* begin *
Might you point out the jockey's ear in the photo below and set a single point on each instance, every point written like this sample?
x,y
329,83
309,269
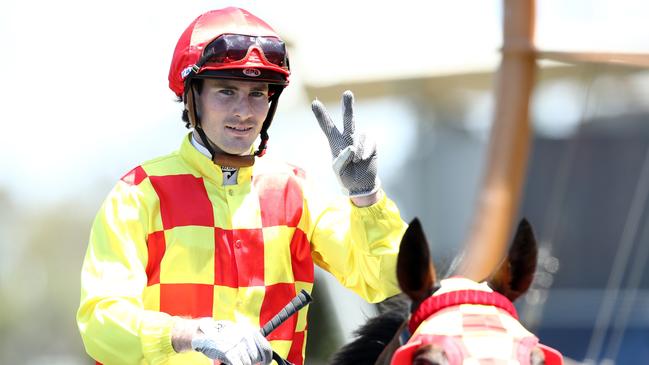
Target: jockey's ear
x,y
415,270
515,274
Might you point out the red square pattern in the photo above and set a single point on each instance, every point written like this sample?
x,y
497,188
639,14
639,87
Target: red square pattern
x,y
193,300
135,176
275,298
301,260
183,201
239,257
280,200
156,247
295,353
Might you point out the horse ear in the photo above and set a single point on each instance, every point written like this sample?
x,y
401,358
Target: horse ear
x,y
515,274
415,270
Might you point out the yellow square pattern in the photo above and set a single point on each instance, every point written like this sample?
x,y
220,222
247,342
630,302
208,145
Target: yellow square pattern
* end *
◆ **WHAT IS ASKED**
Write out all of the data above word for word, leaving out the picture.

◆ **COMPLETED EXERCISE**
Might you point out the jockey's ear in the photo below and set a single point on each instance, every point written like this sample?
x,y
329,83
309,269
Target: jockey's ear
x,y
415,270
515,274
Might you point out the red square pattern in the photo above and set a single point on each instance, every point written like this sample?
x,y
497,188
639,14
639,87
Target: red square pattern
x,y
193,300
135,176
275,298
301,260
183,201
239,257
280,200
156,247
295,353
Might you point out the horse ear in the photo above and set a single point on each instance, every point written like this sample?
x,y
401,358
Target: horse ear
x,y
515,274
415,270
Might you point out the yellow square pattern in the photo above and set a single point on each instance, every point written like this sample?
x,y
220,222
247,342
630,302
208,145
Target: yellow square pattern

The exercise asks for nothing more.